What you should do:
Give back the data in full. Leave nothing out.

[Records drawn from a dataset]
——
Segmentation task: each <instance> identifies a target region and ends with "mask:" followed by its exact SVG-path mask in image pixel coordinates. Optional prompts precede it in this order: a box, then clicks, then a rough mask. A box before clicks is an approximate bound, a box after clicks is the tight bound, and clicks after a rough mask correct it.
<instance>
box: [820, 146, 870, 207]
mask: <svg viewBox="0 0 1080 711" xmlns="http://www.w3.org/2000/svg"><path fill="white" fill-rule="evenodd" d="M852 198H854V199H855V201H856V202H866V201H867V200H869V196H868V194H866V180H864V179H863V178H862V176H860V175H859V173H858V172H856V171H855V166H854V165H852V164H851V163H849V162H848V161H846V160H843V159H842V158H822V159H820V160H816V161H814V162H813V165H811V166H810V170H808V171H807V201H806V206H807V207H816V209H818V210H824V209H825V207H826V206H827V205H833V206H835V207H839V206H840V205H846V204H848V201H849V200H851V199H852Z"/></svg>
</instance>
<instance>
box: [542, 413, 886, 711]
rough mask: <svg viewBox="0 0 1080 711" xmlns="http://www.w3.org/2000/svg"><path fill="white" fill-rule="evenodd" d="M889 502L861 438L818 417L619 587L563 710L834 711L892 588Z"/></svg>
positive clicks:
——
Answer space:
Segmentation task: each <instance> identifies a target region and ends with "mask:" followed by its exact SVG-path mask in image pixel coordinates. Optional prompts precede it in this order: a box, then clicks, then a rough mask. A box before clicks is an approximate bound, a box after clicks is the tight bound, and clicks after a rough mask correct it.
<instance>
box: [820, 146, 870, 207]
mask: <svg viewBox="0 0 1080 711" xmlns="http://www.w3.org/2000/svg"><path fill="white" fill-rule="evenodd" d="M852 198H854V199H855V201H856V202H866V201H867V200H869V196H868V194H866V180H864V179H863V178H862V176H860V175H859V173H858V172H856V171H855V166H854V165H852V164H851V163H849V162H848V161H846V160H843V159H842V158H822V159H820V160H816V161H814V162H813V165H811V166H810V170H808V171H807V201H806V206H807V207H816V209H818V210H824V209H825V207H826V206H827V205H833V206H835V207H839V206H840V205H846V204H848V201H849V200H851V199H852Z"/></svg>
</instance>
<instance>
box: [542, 413, 886, 711]
rough mask: <svg viewBox="0 0 1080 711" xmlns="http://www.w3.org/2000/svg"><path fill="white" fill-rule="evenodd" d="M889 502L861 438L818 417L619 587L563 710L834 711L892 588Z"/></svg>
positive clicks:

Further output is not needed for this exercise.